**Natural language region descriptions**
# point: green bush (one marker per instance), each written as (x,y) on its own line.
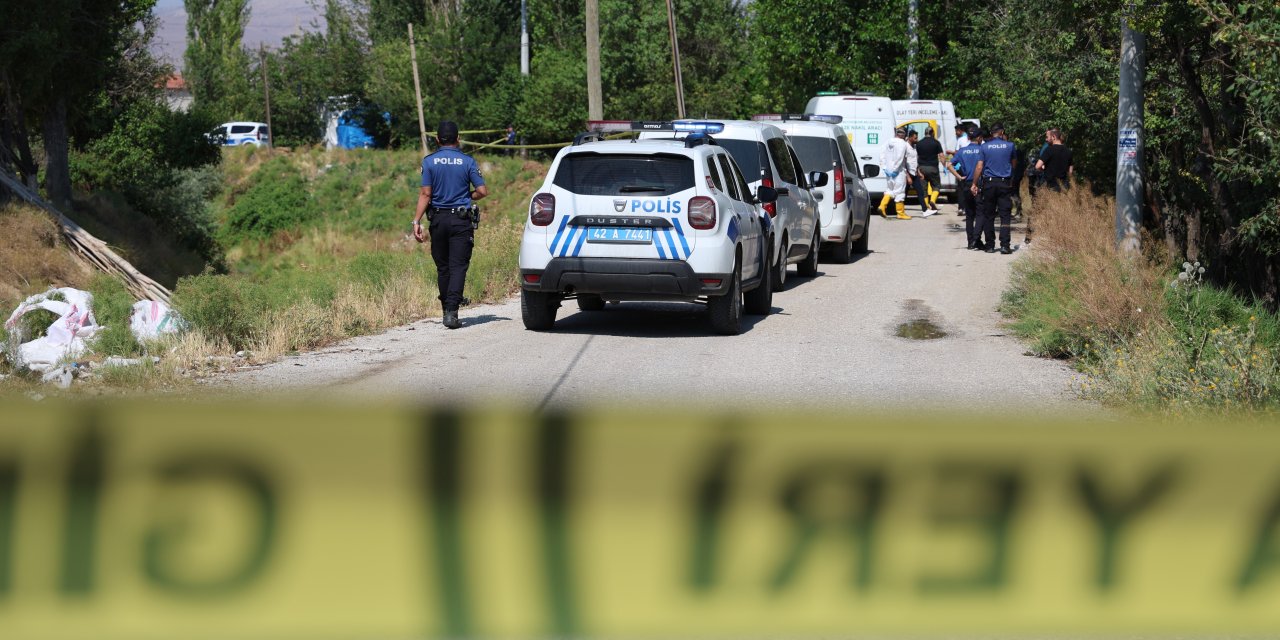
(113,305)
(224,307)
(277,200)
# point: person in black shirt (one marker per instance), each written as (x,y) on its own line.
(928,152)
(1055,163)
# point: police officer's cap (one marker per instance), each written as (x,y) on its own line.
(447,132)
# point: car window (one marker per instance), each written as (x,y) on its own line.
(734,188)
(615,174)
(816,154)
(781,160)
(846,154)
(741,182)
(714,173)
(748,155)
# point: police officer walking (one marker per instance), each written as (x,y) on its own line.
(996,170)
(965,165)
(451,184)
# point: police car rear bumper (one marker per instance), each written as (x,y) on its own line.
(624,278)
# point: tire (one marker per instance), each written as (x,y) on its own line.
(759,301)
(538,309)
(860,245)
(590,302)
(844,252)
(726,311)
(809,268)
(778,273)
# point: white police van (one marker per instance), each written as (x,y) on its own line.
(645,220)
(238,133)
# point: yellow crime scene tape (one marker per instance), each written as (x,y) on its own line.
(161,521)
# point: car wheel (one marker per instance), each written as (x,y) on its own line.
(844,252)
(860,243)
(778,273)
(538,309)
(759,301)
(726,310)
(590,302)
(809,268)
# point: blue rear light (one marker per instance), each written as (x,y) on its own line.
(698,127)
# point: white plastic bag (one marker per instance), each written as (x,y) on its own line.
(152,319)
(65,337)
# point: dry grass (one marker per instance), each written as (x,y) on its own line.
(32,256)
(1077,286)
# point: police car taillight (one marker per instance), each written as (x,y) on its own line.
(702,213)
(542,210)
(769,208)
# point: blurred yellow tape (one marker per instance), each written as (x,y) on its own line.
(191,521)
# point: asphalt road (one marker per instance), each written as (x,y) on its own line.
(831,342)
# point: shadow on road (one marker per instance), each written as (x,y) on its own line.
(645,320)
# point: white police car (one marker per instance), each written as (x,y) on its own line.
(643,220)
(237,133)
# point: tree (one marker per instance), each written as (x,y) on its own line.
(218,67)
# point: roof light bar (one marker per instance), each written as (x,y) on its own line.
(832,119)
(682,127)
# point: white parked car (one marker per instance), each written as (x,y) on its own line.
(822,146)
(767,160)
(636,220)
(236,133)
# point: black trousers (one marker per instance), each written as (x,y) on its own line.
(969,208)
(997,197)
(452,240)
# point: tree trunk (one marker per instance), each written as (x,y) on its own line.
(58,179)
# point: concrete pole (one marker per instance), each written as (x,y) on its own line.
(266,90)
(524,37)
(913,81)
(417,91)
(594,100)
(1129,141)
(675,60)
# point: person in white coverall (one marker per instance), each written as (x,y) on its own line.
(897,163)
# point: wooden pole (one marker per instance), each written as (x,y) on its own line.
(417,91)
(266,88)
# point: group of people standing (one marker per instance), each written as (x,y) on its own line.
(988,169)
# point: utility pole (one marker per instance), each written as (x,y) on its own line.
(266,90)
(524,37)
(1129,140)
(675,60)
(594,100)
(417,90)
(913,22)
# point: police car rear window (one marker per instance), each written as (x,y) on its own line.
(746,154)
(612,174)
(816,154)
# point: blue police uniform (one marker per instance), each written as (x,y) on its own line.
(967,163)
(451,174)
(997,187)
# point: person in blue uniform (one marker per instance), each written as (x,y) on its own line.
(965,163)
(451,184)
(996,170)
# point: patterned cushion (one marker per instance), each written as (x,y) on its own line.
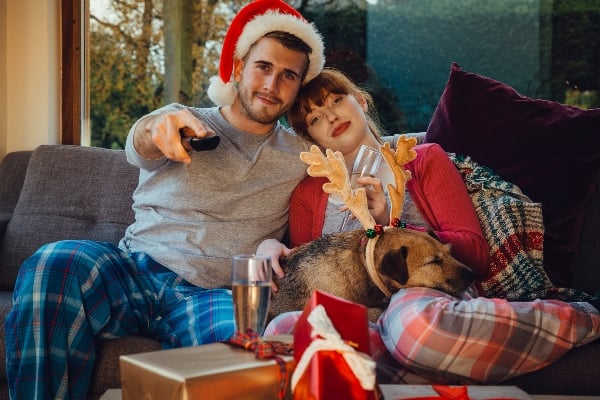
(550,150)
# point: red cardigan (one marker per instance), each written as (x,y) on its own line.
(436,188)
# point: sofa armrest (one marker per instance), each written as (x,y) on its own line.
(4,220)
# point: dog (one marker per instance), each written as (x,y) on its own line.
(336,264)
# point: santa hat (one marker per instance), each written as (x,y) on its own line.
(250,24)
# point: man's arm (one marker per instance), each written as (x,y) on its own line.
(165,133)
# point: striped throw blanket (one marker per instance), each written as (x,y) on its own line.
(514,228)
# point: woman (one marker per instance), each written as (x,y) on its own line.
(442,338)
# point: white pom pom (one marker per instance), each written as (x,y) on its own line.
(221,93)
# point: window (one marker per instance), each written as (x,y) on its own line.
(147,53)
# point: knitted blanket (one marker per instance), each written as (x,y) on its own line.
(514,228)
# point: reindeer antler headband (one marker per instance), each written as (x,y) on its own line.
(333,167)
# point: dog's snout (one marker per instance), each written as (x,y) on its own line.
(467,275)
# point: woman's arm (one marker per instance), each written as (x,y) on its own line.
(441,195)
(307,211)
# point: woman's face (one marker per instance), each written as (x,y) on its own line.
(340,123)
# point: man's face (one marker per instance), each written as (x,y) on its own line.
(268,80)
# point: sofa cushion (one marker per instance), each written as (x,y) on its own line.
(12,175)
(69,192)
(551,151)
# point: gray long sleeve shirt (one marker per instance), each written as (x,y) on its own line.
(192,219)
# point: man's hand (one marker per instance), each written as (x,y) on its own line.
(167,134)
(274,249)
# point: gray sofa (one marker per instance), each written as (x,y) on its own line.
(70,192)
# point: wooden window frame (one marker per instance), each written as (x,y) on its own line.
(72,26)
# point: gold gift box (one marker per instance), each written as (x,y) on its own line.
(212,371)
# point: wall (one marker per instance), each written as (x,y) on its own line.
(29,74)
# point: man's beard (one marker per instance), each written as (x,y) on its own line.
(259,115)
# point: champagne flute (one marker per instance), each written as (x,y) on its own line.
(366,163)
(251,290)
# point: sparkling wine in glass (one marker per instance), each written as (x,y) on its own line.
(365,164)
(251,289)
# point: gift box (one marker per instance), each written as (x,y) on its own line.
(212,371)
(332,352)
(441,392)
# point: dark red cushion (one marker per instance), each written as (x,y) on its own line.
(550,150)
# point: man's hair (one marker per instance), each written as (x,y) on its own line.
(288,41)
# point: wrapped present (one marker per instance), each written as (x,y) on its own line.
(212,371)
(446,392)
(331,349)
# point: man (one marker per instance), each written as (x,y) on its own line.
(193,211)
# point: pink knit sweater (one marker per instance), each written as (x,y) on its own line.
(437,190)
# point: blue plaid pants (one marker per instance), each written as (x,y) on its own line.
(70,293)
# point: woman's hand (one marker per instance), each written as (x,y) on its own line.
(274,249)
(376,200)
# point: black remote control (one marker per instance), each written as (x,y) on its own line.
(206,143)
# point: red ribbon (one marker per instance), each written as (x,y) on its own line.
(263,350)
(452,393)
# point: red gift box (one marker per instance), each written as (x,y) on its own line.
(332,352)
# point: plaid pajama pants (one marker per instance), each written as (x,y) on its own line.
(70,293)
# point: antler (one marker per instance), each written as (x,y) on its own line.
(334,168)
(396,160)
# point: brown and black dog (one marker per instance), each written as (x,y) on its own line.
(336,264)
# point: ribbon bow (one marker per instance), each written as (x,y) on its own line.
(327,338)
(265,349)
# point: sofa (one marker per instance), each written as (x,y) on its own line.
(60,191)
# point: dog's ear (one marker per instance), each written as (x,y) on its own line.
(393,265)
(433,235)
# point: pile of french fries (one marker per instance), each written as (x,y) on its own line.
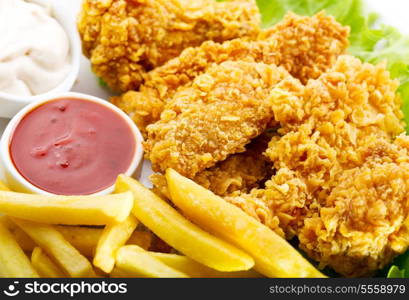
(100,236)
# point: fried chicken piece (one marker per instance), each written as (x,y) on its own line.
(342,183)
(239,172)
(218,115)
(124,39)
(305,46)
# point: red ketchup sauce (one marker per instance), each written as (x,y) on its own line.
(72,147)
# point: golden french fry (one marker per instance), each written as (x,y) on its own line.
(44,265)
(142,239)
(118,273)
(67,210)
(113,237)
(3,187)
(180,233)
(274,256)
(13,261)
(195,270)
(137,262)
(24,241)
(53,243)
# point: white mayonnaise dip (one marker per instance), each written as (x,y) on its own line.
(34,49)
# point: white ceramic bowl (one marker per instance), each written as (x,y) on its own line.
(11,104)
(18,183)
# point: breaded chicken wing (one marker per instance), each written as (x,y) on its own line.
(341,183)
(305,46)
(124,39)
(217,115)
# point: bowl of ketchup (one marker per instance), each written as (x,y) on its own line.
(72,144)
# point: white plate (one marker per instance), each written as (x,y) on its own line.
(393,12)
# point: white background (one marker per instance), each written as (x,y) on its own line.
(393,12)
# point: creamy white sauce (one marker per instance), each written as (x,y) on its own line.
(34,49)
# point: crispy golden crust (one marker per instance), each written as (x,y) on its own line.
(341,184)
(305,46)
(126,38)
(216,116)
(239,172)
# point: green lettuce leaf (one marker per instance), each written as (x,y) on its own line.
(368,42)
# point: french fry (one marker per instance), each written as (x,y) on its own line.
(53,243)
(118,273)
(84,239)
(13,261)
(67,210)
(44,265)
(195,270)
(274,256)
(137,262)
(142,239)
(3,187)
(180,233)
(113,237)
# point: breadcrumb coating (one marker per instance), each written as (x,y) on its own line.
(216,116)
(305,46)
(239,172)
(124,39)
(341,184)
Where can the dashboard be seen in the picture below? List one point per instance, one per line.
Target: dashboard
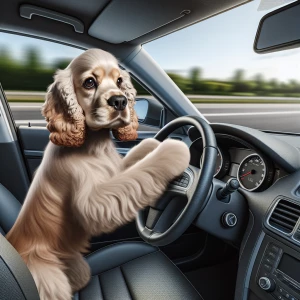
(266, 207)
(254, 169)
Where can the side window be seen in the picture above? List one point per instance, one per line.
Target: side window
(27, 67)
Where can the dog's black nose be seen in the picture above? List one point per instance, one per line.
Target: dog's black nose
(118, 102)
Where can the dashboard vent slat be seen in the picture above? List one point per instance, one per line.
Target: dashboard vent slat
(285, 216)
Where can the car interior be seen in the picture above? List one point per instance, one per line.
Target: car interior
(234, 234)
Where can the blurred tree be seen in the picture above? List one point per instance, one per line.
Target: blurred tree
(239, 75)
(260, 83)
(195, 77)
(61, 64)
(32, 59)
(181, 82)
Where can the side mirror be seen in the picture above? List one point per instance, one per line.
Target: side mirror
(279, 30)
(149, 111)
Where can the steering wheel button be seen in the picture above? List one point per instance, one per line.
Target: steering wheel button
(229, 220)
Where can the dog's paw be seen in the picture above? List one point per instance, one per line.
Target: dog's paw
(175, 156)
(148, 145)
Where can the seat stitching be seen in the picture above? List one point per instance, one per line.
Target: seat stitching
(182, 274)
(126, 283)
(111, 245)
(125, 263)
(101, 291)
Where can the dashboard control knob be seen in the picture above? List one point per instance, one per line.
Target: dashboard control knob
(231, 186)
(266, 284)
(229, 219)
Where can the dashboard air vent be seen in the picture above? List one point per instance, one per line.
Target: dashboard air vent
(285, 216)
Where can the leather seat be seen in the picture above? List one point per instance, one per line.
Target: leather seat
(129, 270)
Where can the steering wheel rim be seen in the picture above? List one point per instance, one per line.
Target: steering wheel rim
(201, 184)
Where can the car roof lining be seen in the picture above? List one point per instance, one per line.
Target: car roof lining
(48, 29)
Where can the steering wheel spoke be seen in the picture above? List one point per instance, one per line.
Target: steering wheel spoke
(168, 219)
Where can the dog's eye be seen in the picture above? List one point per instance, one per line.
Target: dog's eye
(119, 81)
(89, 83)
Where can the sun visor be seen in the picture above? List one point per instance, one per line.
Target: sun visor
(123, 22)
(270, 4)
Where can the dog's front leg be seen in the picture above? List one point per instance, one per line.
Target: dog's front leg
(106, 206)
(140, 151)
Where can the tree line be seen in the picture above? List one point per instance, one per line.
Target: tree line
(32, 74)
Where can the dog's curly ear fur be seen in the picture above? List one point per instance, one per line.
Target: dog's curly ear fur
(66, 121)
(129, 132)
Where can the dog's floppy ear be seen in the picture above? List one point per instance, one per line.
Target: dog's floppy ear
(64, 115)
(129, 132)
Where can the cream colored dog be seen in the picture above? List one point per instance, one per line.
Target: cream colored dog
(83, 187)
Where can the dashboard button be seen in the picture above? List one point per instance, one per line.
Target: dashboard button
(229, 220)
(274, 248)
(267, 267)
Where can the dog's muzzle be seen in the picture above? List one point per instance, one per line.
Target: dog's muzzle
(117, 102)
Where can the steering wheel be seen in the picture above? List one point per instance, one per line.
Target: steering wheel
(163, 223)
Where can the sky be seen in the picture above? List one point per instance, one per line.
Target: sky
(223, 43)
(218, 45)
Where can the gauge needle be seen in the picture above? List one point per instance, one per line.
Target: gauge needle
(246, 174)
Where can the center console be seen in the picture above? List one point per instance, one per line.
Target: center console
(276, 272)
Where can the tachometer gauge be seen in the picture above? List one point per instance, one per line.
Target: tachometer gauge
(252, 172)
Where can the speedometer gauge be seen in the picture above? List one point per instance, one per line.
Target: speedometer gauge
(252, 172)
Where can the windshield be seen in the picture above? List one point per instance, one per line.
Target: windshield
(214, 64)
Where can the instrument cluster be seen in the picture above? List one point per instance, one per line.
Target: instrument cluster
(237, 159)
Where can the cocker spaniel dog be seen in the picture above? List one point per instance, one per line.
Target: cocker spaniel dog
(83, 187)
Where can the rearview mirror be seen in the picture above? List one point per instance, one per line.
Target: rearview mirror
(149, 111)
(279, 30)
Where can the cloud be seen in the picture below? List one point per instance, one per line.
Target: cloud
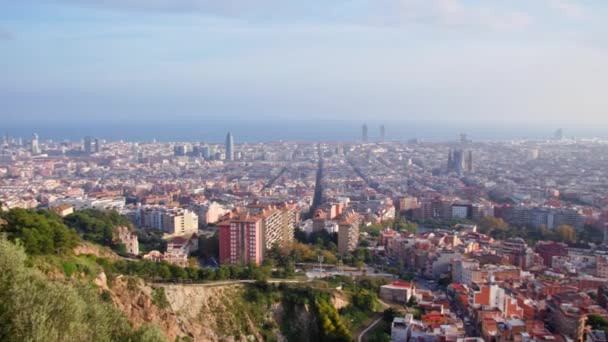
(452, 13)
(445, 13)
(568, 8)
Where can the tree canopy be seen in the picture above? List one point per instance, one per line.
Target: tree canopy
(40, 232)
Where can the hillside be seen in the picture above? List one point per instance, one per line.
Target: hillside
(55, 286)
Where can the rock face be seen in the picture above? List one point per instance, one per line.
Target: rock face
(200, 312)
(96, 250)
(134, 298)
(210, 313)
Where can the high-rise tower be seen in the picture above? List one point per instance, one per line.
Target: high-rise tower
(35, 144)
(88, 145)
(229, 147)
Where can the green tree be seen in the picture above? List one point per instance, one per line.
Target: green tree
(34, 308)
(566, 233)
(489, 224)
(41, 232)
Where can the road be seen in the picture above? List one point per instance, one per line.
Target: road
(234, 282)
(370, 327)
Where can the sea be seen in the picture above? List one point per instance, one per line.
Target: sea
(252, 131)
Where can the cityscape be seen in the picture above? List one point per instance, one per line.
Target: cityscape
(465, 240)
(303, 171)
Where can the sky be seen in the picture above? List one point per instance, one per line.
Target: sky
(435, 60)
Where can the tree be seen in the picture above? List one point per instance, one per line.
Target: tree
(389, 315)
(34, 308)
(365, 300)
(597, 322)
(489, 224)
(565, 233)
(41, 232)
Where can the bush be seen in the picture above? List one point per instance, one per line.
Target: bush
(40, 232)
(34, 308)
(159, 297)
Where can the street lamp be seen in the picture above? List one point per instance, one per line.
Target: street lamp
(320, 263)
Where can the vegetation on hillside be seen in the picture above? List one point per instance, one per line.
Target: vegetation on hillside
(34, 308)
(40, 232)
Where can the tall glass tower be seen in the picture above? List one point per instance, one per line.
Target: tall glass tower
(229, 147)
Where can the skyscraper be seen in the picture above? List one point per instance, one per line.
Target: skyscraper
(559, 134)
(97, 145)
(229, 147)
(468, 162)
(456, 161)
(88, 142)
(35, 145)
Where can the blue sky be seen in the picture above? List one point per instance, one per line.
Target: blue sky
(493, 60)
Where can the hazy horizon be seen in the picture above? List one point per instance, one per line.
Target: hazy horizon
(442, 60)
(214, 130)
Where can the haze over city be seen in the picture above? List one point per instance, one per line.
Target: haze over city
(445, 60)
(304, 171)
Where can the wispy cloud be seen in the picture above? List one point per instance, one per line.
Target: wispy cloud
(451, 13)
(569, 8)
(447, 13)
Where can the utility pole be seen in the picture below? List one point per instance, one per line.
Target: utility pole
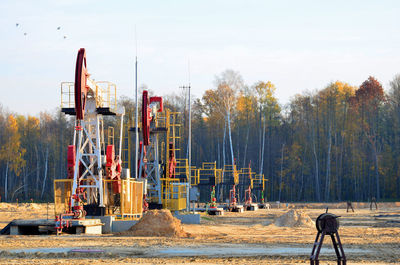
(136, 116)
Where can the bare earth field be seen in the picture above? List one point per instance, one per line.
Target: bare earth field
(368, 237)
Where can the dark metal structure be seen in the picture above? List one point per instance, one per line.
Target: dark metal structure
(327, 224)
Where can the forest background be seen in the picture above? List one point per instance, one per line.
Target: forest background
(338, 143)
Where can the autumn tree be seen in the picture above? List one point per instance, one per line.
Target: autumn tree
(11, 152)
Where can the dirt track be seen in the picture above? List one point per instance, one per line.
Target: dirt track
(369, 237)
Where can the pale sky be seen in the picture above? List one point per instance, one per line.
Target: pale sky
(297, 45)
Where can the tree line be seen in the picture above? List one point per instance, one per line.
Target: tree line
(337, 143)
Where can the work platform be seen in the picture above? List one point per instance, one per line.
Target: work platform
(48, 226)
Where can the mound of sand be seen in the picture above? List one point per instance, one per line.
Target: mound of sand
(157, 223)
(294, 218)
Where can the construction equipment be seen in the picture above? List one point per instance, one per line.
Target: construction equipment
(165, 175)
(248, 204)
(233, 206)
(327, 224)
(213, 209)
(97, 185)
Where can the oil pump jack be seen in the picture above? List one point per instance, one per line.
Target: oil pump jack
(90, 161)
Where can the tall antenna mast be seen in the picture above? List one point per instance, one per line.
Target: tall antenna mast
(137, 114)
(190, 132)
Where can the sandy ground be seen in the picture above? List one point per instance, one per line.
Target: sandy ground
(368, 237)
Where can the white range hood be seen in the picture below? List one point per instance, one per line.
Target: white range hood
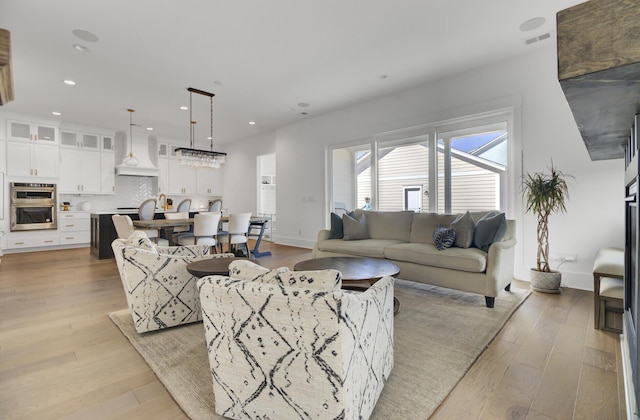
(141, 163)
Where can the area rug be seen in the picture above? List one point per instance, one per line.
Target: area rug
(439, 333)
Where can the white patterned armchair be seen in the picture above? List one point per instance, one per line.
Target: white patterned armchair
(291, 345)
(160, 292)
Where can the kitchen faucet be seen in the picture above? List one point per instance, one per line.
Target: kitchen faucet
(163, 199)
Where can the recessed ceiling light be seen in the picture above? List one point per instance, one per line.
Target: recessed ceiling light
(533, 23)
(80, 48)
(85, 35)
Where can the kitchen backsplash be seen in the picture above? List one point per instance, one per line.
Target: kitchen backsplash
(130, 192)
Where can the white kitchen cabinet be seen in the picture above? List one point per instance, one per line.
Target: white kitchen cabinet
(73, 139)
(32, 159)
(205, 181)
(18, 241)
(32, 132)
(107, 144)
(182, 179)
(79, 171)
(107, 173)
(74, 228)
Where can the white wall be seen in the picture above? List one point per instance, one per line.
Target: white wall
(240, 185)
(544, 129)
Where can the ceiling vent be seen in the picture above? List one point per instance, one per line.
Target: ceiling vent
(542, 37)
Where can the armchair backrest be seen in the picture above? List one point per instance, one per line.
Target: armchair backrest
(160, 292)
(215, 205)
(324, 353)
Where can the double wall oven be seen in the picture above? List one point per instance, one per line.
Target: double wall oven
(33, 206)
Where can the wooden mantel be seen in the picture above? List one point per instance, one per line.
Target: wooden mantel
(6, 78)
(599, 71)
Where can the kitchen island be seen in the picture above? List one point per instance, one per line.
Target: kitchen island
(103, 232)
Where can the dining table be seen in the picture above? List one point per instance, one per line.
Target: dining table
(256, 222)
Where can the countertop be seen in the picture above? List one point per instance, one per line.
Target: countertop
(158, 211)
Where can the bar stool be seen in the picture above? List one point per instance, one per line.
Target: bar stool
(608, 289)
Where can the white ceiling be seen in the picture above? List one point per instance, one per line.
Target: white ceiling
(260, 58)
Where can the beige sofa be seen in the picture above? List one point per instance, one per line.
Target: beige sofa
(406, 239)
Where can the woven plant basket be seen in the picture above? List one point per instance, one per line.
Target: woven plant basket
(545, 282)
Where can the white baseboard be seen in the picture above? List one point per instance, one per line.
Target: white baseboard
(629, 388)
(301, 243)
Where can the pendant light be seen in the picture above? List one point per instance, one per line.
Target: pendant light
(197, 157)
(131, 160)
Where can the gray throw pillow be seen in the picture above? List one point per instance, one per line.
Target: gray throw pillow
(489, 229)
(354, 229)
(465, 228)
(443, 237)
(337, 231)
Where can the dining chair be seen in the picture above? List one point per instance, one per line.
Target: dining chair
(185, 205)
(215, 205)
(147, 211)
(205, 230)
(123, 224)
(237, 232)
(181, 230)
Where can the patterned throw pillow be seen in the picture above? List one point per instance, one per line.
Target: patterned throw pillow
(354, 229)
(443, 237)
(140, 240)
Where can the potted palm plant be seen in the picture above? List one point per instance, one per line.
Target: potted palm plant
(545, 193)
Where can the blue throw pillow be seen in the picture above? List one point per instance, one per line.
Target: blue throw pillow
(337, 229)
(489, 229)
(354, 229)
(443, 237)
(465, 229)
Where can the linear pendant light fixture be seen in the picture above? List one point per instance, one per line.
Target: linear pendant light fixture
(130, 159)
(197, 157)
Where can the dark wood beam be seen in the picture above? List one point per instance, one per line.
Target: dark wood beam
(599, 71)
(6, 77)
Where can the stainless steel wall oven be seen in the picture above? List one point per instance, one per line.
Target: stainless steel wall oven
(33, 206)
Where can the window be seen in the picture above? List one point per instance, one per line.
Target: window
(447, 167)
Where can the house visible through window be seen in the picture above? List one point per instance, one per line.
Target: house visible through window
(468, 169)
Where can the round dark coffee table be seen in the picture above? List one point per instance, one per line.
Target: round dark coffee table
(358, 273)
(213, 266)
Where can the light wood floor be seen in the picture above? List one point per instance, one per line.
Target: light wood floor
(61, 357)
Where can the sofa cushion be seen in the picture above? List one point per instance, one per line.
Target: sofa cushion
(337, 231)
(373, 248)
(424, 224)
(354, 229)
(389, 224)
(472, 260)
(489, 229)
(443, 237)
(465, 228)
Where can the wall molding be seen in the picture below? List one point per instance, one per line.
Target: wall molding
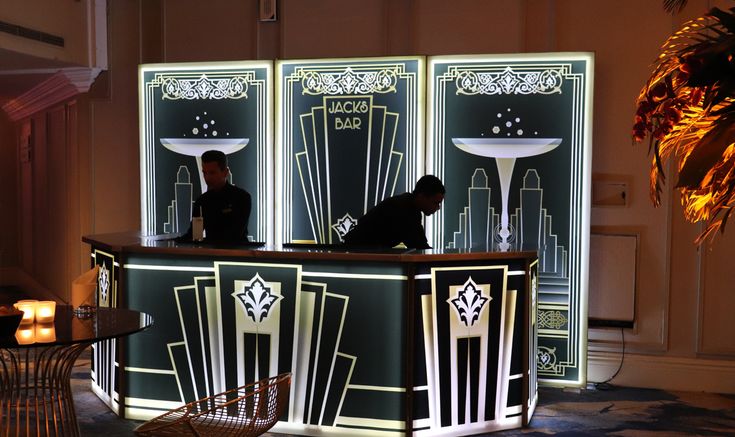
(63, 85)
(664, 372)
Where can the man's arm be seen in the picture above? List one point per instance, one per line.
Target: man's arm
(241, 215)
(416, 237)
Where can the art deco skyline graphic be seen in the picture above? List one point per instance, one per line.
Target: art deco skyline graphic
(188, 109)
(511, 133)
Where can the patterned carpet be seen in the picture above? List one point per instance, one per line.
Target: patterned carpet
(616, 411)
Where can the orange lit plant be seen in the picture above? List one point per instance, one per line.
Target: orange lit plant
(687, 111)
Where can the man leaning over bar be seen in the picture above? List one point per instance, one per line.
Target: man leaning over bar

**WHAT IS BEING ASKED**
Reproduce, character for character, only the lines of the preceding data that start at the line with "Where can the car interior" and end at the line with "Where can the steering wheel spoke", both included.

**FINISHED TASK**
Where can the car interior be seen in the picture above? List one point per instance, one per line.
Target: car interior
(234, 234)
Where can the blurred tree be seen in the picture above? List one point per instance, one per line.
Target: blurred tree
(239, 75)
(260, 83)
(195, 77)
(61, 64)
(32, 59)
(181, 82)
Where can the side mirror be seen in the picture above? List one point per instance, one per line.
Target: side mirror
(279, 30)
(149, 111)
Where can the steering wheel button be seen in the picture above? List one point per instance, one per line.
Target: steering wheel button
(229, 220)
Where can the dog's paw be seen in the picture above? List one point per instance, one per line.
Target: dog's paw
(175, 156)
(148, 145)
Where can the seat stitching be seen in the picture above? List one point per instance, one per line.
Target: seat stitching
(182, 274)
(126, 283)
(111, 245)
(125, 263)
(101, 291)
Where can the dashboard control knob be seen in the picture above? List one point per instance, one per line.
Target: dashboard control knob
(231, 186)
(266, 284)
(229, 219)
Where can the dashboard air vent be seen in the picture above? List one point per instance, one per line.
Target: dashboard air vent
(285, 216)
Where can the leather seat be seen in the picture above? List one point per instance, one per line.
Target: leather seat
(129, 270)
Where can the steering wheel rim be seen in the picture above? List one point per instance, one per line.
Target: steering wheel rim
(201, 184)
Where can the car roof lining be seen in the picture above? List one point per instance, one per line.
Target: car roof lining
(48, 29)
Where can the steering wheel spoke be seen in the picture above? List one point per instance, one per line.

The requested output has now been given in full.